## APPLY WHAT YOU READ:
1. Repeat the Queenstown travel piece word for word from "We drank cold" to "as the jetty.".
2. Pick up the Queenstown travel piece after its final sentence and keep writing it.
**** SOURCE EXTRACT ****
Only Idiots bungey-jump

We arrived in Queenstown at around four o'clock. That most awkward of hours, it is too late to really do anything with the day, too early to settle down in a nice bar for some serious drinking. The English insist on drinking tea and eating cucumber sandwiches with the crusts cut off, or at least they do in the stereotype. I'm not much of a tea drinker myself, and cucumber really belongs in Pimms, so we were at a bit of a loss as to what to do.

Then Barbara spotted the steamship Earnshaw moored at the quay. Trips across the lake to Walter Peak Farm. The story goes that two intrepid explorers, on arriving at lake Wakatipu, tossed a coin to decide who would farm the left bank, and who the right. The right bank became Queenstown, gold was found and riches abounded. The left was cut off from the rest of the world, difficult to farm and soon went bust. That's gambling for you.

Barbara and boats don't traditionally go together. Not unless you are looking for much queasiness and the odd bit of projectile vomiting. So it was with some surprise that I listened to her suggestion of a trip across the lake and back. On the other hand, it was something to do, vaguely touristy and there was a bar on the boat.

We drank cold Chardonnay, despite the early hour. There was something very civilised about it as we first glided, then bobbed, then rocked across the waters, the winds picking up away from the shelter of the bay. It was better for us than for the family that used to farm Walter Peak; every Sunday they would row across the lake to Queenstown for Church - a five to seven hour journey each way. Sometimes it took even longer, if the weather was bad. I'm not sure my faith would have sustained me as far as the jetty.

Queenstown is the tourism capital of New Zealand, or so it claims. The emphasis is definitely on the extreme side of tourism. There are jet-boats - an expensive and frightening way to get wet. There's a luge track at the top of a cliff, with scant barriers to stop you should you lose control. There's tandem paragliding - especially popular with the elderly if our experience was anything to go by. And there's bungy jumping.
**** INFORMATION ****
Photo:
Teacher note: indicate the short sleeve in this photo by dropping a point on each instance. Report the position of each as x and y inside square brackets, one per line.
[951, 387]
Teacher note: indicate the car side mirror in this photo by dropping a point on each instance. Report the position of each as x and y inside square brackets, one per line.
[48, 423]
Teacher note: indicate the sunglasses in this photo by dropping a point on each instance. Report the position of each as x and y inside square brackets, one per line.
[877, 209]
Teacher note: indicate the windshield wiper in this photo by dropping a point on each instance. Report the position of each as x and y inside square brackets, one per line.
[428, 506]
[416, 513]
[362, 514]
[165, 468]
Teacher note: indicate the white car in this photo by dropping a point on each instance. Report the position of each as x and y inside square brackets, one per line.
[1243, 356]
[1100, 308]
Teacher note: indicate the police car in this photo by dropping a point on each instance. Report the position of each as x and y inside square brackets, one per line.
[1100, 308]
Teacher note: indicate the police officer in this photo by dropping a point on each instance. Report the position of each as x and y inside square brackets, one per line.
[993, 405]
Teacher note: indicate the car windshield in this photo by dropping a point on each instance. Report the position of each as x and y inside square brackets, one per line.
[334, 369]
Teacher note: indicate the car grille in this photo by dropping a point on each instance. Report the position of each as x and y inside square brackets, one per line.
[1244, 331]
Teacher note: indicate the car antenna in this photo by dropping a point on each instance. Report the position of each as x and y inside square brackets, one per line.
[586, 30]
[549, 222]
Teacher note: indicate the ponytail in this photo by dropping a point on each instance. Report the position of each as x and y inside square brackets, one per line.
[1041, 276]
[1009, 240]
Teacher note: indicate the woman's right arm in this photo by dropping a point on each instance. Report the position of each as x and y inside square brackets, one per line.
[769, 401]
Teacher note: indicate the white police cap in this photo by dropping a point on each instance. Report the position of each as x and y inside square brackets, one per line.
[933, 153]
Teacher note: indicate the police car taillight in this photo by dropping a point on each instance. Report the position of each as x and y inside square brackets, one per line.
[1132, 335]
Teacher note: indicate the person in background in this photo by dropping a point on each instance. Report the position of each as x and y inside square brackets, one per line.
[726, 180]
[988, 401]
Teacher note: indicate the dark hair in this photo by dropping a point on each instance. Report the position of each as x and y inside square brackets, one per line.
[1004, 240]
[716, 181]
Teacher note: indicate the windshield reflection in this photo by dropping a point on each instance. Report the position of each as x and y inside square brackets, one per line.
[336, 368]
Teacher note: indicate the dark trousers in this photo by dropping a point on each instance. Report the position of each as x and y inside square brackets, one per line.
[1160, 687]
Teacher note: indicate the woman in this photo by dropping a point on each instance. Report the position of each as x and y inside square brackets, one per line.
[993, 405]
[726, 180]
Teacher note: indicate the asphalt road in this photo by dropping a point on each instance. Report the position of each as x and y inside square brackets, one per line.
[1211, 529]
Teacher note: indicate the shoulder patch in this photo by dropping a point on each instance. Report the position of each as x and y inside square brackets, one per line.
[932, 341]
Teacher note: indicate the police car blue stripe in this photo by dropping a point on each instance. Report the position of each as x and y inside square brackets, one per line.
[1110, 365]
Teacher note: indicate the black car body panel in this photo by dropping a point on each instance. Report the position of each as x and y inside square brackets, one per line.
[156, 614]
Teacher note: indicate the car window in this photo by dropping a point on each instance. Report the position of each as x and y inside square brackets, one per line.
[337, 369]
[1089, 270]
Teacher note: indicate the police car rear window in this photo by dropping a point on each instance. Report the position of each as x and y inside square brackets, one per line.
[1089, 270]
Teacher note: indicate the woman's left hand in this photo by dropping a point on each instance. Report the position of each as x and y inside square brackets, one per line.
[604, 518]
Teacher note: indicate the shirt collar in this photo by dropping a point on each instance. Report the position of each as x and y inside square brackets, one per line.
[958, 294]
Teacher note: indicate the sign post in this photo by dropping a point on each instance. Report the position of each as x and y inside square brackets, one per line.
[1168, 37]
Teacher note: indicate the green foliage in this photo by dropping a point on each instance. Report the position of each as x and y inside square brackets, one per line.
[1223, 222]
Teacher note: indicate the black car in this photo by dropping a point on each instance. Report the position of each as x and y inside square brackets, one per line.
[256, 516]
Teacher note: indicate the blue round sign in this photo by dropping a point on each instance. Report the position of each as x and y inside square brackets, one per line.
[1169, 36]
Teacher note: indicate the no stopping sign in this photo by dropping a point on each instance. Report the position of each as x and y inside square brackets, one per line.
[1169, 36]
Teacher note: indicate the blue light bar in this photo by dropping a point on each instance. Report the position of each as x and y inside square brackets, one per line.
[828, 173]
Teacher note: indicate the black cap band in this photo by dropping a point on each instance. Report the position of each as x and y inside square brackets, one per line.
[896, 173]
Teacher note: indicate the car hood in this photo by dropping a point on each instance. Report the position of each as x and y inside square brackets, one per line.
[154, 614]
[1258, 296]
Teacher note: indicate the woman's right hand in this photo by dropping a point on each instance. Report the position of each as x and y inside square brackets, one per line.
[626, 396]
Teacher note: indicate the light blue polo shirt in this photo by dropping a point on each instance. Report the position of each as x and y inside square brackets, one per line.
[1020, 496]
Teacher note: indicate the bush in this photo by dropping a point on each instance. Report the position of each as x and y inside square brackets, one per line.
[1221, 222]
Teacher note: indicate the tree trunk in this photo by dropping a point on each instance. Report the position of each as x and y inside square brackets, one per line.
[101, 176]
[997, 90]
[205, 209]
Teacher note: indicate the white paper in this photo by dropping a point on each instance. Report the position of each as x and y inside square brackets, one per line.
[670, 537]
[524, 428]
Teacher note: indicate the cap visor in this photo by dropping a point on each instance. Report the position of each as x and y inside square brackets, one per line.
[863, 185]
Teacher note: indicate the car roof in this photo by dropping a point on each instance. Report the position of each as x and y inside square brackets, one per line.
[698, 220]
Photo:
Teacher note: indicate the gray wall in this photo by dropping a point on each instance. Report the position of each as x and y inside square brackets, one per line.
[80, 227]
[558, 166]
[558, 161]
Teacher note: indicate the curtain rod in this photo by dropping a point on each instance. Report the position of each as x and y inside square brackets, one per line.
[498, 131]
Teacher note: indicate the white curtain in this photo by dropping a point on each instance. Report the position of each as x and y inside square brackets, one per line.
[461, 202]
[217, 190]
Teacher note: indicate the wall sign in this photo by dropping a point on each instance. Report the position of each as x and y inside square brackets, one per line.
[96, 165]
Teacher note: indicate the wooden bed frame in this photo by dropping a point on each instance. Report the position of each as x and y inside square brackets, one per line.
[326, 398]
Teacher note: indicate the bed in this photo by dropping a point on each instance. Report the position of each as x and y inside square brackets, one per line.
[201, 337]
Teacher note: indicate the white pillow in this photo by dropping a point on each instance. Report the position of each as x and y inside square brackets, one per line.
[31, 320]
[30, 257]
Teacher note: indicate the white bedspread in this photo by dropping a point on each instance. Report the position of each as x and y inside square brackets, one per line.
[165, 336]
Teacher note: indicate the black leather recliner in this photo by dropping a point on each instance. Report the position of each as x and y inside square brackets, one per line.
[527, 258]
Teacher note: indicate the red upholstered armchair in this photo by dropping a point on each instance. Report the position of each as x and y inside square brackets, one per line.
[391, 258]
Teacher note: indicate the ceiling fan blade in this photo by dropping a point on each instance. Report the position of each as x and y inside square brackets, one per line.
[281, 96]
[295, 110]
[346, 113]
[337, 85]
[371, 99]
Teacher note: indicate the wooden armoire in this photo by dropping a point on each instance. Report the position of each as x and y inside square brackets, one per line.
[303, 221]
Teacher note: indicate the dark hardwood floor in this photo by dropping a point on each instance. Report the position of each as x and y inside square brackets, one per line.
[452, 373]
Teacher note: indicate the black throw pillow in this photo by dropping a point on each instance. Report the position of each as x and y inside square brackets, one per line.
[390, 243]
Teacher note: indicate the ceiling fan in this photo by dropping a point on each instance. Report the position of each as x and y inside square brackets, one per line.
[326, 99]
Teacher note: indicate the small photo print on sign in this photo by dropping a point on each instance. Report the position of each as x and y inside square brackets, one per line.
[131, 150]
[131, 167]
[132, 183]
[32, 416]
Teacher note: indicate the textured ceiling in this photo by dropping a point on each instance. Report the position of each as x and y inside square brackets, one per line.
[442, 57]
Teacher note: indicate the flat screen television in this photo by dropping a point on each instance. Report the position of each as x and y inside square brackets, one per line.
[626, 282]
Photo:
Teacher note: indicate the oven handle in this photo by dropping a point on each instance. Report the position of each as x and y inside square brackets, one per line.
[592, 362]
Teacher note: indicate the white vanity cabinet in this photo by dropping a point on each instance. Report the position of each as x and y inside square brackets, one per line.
****
## RESPONSES FOR EACH TASK:
1.
We drank cold Chardonnay, despite the early hour. There was something very civilised about it as we first glided, then bobbed, then rocked across the waters, the winds picking up away from the shelter of the bay. It was better for us than for the family that used to farm Walter Peak; every Sunday they would row across the lake to Queenstown for Church - a five to seven hour journey each way. Sometimes it took even longer, if the weather was bad. I'm not sure my faith would have sustained me as far as the jetty.

2.
Now, I'm the sort of person who thinks that jumping out of a perfectly good aeroplane is, at best, a silly thing to do. Jumping off a platform, or a bridge, or some other high place with a rubber band strapped around your waste is just plain daft. In Queenstown they've got it down to an art-form.

At the top of the same cliff which keeps the lugers' minds focussed there is a platform, cantilevered out from the rock and hovering over a two hundred metre drop. Here sane men (and women) don't go. I wouldn't even walk out onto the platform, let alone tie some elastic around my middle and then step into the air. I have vertigo, so even thinking about it make my nads retract. And yet people will pay good money to have the shit quite literally scared out of them. Extra for the laundry afterwards. Well, it takes all sorts, I suppose.

There is a well-kept secret downside to bungy-jumping; an injury no-one likes to talk about. It's not twisted necks or dislocated joints, not even the occasional snapped-rope splat (it's not the fall that kills you; it's the sudden deceleration trauma). What hospitals close to favoured leaping spots have to deal with on an all too often basis is detached retinas. Apparently the acceleration and deceleration can rip the lining from the inside of your eyes. Think about that if you're ever tempted to stick two fingers up to gravity.